→ Aim of the task:
Produce again, without any change, the lines running from the one with "Each matching instance of the teal" through the final line of the data below, and only those.

→ Records shown:
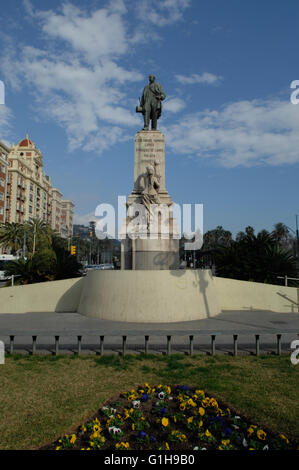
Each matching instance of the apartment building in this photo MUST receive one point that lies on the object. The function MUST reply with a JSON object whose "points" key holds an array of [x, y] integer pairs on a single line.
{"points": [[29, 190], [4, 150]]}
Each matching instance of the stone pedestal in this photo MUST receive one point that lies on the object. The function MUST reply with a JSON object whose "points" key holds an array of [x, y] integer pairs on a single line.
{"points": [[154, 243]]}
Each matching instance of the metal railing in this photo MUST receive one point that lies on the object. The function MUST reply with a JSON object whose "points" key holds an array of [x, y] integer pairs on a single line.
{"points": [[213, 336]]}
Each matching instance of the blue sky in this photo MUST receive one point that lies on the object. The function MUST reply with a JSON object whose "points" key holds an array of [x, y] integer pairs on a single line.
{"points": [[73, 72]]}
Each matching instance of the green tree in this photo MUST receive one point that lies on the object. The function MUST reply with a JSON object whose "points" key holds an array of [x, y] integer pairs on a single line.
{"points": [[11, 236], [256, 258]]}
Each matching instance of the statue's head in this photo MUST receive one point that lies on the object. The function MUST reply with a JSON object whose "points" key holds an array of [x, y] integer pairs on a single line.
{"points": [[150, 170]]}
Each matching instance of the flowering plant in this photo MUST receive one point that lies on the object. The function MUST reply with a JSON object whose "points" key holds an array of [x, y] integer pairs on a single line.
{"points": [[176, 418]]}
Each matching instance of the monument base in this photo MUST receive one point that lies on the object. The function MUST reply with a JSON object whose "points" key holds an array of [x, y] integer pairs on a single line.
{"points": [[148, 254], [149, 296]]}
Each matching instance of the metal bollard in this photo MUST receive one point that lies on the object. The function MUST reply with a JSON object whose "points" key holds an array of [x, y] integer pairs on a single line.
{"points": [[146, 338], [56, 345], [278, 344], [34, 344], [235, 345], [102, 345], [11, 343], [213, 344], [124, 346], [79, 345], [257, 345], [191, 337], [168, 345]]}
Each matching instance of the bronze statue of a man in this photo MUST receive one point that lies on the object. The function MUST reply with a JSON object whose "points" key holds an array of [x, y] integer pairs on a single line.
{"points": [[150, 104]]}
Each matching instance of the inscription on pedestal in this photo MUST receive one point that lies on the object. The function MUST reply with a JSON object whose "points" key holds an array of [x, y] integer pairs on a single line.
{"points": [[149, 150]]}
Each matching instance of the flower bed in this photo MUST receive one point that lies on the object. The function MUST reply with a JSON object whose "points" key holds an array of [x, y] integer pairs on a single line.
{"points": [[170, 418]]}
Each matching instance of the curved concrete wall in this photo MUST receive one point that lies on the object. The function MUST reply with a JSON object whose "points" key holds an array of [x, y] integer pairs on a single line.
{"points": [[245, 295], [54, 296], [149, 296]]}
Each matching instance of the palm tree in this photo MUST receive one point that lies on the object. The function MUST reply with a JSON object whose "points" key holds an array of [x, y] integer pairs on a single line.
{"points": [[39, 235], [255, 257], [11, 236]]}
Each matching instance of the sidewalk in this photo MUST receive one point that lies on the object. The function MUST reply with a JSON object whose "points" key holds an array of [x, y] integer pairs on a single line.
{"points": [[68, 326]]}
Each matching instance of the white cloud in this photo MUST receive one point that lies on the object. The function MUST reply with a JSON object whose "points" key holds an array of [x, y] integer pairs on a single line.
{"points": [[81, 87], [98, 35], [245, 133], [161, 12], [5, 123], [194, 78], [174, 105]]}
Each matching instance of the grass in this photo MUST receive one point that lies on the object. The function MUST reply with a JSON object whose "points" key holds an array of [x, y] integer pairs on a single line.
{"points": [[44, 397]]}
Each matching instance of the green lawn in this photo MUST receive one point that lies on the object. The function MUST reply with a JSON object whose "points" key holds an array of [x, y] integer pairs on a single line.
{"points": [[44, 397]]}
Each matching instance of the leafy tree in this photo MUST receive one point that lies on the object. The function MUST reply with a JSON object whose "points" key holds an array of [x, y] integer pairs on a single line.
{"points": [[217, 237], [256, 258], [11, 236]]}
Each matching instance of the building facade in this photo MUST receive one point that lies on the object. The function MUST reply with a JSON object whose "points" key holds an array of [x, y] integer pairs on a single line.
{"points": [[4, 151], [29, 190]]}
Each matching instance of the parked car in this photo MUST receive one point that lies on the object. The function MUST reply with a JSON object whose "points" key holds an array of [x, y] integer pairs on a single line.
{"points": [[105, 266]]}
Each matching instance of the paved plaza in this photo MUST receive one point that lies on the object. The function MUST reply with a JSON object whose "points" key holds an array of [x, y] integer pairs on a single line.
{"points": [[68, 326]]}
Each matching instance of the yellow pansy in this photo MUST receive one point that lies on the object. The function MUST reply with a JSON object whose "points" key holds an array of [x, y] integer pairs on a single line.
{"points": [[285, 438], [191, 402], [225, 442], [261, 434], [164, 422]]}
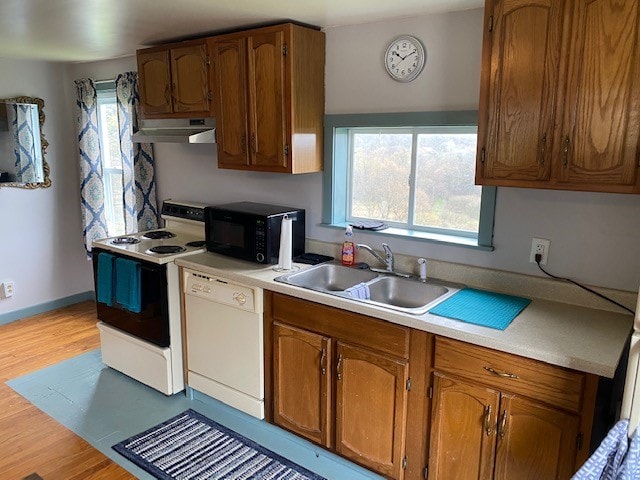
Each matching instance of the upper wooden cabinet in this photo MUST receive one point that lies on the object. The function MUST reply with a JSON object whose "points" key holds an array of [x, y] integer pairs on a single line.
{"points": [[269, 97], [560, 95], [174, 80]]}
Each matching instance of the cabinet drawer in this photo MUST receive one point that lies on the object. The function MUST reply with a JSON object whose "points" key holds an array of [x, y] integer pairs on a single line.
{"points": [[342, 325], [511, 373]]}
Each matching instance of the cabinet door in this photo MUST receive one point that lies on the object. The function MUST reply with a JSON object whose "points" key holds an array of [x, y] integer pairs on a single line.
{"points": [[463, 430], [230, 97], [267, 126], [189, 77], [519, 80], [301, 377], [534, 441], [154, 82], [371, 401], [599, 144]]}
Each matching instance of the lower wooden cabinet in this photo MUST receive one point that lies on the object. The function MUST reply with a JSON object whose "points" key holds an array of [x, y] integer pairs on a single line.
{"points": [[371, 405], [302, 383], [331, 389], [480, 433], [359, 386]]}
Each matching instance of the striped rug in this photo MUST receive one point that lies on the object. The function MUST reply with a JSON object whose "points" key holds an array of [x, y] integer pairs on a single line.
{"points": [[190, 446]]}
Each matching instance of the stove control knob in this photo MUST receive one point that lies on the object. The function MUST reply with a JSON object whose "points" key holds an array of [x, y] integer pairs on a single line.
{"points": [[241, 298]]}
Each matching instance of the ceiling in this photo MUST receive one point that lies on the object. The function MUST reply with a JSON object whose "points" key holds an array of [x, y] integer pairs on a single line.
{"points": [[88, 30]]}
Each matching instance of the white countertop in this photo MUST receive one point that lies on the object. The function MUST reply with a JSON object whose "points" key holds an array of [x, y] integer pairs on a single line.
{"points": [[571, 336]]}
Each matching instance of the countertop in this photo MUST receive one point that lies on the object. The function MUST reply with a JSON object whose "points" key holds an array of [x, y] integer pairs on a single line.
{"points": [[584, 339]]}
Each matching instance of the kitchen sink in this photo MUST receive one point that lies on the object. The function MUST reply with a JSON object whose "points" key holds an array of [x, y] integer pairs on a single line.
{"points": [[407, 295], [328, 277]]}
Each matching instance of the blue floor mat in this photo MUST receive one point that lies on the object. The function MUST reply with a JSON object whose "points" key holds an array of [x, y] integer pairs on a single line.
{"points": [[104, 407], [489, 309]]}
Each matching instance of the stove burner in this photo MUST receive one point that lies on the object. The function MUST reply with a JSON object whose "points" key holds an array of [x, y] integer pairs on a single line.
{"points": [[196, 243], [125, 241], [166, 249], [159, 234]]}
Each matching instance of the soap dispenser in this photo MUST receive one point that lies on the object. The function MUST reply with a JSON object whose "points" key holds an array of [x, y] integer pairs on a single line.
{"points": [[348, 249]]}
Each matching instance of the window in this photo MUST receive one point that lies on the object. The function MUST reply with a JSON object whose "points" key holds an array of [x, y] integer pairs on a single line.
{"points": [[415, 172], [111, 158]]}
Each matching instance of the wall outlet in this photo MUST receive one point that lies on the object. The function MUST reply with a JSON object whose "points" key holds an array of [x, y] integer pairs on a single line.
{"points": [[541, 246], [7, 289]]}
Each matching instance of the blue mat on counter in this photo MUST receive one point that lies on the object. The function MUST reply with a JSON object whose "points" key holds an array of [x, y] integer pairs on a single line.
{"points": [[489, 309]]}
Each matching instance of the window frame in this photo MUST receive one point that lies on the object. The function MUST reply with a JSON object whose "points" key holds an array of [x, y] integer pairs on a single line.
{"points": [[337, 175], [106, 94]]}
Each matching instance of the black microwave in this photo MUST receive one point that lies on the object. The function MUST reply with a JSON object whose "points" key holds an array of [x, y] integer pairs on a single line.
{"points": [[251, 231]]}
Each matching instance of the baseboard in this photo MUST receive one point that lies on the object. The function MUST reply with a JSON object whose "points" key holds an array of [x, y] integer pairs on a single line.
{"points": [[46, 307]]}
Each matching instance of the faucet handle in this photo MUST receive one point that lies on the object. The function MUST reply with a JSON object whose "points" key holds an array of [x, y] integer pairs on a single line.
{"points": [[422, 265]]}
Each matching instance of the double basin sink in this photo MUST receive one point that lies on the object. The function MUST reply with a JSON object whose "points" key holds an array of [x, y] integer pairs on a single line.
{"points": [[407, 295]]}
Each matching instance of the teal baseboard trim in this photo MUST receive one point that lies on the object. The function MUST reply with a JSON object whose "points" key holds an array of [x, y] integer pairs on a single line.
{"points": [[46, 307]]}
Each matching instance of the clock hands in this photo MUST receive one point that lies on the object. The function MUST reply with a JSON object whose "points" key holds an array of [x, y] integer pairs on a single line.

→ Result:
Each matching instance of the teal baseboard trim in this photo MUST receive one point that lies on the object. The function MUST reply with a JSON object whose "points" key holds an array of [x, y] integer pairs on a single line.
{"points": [[46, 307]]}
Each matching instance of the clock hands in this photo MUST receive one point that lies on the object. The function MUST reply with a JSON object whose "points" key holds an array of [x, y] integer pairs on a single line.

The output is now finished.